# Exercise
Your answer should reproduce the full set of records exactly as given.

START Records to use

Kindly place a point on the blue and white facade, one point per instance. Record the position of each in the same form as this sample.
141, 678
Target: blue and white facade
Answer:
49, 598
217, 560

END Records to use

# Answer to the problem
Kindly place a point on the blue and white facade, one point per instance. Record the position of each in the same form as this sample.
141, 678
Target: blue and white facade
Answer:
49, 598
217, 560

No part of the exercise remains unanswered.